--- EXERCISE INPUTS Enclosed Below ---
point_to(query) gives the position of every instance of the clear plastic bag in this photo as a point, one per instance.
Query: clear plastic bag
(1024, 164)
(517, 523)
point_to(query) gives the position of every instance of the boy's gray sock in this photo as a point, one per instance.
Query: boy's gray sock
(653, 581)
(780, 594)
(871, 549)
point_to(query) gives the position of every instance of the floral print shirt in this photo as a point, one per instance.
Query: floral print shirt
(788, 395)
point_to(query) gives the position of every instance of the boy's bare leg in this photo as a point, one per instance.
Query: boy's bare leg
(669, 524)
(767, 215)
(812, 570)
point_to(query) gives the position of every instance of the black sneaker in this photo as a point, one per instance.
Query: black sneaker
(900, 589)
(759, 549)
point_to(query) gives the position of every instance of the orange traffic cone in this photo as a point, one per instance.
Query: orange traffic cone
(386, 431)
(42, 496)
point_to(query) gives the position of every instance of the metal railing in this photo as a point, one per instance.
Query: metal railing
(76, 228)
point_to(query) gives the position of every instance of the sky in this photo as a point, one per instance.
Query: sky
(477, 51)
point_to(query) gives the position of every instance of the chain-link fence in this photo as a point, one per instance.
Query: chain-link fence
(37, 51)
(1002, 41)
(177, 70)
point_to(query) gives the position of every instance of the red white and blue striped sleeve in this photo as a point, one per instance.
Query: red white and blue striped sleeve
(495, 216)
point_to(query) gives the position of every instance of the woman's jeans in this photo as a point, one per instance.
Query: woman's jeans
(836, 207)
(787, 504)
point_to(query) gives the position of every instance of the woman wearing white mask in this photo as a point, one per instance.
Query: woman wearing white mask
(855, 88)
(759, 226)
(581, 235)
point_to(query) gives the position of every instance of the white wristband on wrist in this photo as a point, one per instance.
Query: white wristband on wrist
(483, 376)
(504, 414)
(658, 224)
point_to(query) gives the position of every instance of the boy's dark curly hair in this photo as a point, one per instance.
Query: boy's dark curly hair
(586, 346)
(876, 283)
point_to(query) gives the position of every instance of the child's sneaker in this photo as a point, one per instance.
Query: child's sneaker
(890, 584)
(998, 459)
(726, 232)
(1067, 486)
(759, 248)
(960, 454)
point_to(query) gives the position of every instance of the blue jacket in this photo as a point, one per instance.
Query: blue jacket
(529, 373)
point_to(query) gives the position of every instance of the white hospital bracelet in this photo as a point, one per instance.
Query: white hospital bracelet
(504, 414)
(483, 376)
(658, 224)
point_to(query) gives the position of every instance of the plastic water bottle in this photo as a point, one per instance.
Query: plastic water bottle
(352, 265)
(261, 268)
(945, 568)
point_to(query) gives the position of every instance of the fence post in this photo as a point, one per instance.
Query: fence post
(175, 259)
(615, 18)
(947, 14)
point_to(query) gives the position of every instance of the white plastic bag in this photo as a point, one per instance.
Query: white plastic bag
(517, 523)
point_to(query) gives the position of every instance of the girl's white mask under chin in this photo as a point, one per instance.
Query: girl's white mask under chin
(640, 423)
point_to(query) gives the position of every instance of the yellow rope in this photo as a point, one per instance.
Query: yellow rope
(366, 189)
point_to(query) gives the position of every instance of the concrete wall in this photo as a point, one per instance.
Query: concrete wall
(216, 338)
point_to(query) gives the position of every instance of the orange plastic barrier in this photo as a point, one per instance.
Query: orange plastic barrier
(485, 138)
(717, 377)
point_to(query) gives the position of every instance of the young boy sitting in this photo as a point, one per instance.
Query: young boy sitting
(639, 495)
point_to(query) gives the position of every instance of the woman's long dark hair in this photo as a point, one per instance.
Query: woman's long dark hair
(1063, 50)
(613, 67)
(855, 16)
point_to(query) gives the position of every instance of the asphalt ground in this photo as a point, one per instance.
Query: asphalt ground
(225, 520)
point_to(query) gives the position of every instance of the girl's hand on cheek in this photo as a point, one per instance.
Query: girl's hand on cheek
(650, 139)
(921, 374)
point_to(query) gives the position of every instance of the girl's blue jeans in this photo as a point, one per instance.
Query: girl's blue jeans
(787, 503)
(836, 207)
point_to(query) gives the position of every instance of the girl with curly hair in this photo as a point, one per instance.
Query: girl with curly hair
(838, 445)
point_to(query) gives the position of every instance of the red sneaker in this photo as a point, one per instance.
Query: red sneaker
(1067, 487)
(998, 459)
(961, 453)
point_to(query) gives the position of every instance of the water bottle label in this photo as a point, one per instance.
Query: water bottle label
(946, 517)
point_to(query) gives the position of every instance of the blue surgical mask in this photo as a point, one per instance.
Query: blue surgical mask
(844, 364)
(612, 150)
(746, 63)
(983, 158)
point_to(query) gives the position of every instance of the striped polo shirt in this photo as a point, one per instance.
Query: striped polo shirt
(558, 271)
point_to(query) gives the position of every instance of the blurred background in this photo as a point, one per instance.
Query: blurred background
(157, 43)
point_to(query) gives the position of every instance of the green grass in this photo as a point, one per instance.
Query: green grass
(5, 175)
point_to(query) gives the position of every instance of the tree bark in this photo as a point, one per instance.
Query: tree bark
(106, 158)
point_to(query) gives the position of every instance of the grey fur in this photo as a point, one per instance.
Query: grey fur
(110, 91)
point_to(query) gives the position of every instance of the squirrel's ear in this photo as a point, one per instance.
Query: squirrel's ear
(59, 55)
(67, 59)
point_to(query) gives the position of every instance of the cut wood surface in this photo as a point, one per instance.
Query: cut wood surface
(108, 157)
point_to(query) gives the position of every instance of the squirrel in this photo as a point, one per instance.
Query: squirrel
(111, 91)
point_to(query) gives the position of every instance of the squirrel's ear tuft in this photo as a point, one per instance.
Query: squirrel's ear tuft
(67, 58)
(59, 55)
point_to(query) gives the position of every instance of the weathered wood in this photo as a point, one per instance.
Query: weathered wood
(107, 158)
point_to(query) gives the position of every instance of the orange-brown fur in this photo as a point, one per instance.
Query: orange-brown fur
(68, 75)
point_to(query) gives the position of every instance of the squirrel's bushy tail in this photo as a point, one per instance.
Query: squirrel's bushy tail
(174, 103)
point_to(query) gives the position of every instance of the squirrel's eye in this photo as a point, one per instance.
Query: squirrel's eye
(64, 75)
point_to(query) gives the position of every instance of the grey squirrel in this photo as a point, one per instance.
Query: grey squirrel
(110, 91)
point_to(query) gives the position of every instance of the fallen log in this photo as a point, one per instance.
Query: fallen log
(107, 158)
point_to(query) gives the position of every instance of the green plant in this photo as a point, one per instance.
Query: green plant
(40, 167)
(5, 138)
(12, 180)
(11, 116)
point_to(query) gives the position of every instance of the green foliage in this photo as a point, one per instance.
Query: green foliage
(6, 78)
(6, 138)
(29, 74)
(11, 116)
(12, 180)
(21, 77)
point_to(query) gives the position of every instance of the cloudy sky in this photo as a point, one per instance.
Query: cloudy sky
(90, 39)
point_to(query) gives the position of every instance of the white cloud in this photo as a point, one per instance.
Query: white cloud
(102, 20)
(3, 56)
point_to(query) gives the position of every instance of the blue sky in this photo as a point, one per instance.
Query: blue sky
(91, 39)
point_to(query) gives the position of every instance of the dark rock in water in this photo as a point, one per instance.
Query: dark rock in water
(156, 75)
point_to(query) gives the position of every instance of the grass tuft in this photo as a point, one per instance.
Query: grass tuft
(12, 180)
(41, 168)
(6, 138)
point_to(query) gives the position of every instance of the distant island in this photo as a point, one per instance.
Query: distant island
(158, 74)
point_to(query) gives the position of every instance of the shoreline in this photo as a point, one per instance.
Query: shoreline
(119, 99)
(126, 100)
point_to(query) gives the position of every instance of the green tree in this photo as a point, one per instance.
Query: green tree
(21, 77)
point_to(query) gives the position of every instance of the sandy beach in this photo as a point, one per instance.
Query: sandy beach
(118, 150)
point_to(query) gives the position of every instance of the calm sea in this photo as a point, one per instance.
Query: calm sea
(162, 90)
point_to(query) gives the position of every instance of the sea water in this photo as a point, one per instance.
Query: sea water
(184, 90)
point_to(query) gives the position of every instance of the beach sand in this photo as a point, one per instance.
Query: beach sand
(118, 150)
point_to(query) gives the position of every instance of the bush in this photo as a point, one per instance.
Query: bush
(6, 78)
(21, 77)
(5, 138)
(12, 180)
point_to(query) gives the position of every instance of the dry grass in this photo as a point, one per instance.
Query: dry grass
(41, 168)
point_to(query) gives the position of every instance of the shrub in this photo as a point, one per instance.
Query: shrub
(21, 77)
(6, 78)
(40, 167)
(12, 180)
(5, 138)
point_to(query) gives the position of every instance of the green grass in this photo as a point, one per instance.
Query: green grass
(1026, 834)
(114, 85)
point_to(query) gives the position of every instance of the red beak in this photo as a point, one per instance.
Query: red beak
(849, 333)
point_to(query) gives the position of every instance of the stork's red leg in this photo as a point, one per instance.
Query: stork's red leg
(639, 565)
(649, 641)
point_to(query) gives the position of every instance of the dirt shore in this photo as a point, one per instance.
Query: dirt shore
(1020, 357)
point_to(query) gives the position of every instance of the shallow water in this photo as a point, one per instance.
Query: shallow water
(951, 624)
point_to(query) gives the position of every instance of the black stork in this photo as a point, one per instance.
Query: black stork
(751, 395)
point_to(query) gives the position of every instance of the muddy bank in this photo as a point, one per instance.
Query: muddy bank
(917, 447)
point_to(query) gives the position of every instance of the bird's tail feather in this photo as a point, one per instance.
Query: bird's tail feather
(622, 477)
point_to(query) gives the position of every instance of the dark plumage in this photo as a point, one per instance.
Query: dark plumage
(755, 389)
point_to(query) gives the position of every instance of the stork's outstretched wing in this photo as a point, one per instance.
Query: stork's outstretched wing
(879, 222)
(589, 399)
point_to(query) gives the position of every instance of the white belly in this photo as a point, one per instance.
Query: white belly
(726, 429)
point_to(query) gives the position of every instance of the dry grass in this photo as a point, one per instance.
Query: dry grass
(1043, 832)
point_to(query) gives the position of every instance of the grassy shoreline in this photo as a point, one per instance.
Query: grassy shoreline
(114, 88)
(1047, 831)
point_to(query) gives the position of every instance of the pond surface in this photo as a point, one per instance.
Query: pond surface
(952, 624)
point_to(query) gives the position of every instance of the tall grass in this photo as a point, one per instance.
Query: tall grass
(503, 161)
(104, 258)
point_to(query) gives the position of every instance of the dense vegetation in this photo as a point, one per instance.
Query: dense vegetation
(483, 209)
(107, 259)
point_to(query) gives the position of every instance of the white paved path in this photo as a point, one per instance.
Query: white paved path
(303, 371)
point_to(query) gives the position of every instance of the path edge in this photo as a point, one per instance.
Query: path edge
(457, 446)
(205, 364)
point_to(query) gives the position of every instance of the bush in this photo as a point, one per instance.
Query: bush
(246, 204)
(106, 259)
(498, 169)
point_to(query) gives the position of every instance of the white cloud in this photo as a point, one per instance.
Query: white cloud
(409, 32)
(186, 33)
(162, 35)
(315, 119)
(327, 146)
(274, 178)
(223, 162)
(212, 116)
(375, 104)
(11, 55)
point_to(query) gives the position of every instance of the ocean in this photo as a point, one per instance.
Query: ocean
--- End of Enclosed EXERCISE INPUTS ---
TASK INSTRUCTIONS:
Those lines above that contain the string "ocean" should be returned.

EXERCISE SOLUTION:
point_to(query) gives the position of every instance of the ocean in this photo as a point, one per instance.
Query: ocean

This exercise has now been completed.